Segment Start: Records provided

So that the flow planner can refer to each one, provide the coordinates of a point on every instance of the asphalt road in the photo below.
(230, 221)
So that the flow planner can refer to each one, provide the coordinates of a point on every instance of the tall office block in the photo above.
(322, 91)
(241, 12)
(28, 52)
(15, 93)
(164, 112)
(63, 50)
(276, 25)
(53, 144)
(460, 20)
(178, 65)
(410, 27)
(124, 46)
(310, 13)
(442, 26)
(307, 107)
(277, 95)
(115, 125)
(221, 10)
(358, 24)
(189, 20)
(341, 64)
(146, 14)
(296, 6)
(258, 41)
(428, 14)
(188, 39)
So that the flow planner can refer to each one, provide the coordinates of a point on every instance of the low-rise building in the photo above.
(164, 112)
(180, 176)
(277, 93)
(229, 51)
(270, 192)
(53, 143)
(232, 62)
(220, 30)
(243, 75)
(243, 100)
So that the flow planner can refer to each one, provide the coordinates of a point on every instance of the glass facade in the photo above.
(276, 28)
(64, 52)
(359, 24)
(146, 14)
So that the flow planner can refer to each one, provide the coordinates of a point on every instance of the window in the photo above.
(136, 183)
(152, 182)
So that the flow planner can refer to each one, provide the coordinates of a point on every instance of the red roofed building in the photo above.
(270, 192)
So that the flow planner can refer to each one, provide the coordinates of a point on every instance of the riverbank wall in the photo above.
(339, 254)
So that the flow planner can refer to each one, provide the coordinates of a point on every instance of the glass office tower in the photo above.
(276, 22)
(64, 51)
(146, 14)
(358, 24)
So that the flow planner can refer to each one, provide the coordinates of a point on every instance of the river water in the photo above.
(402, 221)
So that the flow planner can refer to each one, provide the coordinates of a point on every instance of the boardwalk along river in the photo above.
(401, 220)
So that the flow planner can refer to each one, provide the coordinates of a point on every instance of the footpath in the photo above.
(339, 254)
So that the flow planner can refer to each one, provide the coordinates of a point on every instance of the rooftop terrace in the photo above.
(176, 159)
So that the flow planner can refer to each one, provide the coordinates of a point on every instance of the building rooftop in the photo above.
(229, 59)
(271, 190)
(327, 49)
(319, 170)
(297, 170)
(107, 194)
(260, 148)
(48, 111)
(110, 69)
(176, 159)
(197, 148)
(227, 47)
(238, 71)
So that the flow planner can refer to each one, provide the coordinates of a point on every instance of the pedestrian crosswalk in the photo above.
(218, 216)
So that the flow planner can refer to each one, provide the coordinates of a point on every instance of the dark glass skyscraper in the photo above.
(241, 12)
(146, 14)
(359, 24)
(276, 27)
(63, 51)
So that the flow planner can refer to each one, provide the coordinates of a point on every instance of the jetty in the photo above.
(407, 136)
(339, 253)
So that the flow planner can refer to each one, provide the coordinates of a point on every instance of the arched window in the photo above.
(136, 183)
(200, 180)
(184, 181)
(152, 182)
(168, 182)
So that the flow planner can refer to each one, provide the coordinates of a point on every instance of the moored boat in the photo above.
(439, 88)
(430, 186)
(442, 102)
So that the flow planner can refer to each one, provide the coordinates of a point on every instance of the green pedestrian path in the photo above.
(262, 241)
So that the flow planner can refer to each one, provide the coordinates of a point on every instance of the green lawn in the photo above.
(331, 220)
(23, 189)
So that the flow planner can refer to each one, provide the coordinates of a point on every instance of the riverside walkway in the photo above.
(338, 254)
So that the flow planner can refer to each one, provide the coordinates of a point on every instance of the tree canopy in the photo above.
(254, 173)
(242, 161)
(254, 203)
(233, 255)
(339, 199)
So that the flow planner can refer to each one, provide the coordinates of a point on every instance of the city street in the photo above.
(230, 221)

Segment End: Records provided

What this task involves
The response must consist solely of the lines from the one with "lawn in the photo above." through the end of the listing above, copied exactly; please include the first and the last.

Solution for this exercise
So that the flow planner can refer to each one, provide the coordinates of a point on every instance of the green lawn in the photo above.
(331, 220)
(23, 189)
So that the flow planner can refer to each one, provide the coordinates of a point on every instance of the riverside walkway in the photo above.
(338, 254)
So that the flow planner can refer to each one, provide the coordinates of a point on every instance of the tree canopy in the photo above.
(254, 173)
(242, 161)
(254, 203)
(233, 255)
(339, 199)
So that the flow planner can refer to each one, provide the coordinates of a point on every instance of the city street in the photo above.
(230, 221)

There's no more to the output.